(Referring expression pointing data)

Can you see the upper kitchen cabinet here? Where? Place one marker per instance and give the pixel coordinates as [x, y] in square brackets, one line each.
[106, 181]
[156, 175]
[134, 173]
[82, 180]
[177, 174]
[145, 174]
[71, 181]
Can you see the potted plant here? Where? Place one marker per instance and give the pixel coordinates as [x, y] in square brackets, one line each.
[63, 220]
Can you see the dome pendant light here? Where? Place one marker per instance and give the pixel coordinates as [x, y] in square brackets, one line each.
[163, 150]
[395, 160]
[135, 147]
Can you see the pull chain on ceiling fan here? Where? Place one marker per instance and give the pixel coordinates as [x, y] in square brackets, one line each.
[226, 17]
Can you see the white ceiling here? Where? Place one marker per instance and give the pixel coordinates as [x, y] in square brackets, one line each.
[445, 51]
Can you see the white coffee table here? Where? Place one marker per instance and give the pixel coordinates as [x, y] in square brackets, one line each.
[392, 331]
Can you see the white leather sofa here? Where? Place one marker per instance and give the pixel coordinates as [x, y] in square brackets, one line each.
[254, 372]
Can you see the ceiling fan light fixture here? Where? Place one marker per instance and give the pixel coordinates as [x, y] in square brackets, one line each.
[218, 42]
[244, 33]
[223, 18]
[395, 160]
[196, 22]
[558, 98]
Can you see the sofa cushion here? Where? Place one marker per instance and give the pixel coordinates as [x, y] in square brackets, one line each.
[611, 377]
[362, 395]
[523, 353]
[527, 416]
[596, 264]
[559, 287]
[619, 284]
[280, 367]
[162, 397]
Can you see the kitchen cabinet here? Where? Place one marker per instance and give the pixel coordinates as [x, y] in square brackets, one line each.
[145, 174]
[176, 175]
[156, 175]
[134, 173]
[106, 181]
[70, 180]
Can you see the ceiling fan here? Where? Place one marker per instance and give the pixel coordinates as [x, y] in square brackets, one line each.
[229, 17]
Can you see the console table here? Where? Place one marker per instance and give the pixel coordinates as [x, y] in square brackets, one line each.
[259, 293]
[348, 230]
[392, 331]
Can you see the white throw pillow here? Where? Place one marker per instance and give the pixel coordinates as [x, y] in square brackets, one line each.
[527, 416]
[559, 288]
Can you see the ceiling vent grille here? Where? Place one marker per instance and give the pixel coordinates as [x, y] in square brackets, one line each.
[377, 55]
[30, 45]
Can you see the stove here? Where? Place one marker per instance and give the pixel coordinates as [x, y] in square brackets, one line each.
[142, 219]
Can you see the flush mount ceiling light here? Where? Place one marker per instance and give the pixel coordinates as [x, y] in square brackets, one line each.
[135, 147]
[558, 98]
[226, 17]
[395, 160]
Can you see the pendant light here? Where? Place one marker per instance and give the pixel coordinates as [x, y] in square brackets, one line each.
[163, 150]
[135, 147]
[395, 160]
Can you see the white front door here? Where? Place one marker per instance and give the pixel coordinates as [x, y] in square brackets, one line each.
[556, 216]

▸ **YOUR TASK**:
Set down, exactly as they appear, the line holding "Can you see the pendant" and every line after it until the records end.

▸ **RESPONSE AREA**:
Can you see the pendant light here? Where? Place one marker per instance and give the pixel coordinates as [x, y] in square brackets, one line each.
[163, 150]
[135, 147]
[395, 160]
Can you see the white front door here? Where? Place one marker per instance and give the pixel coordinates as [x, y] in square brackets, one line each.
[556, 216]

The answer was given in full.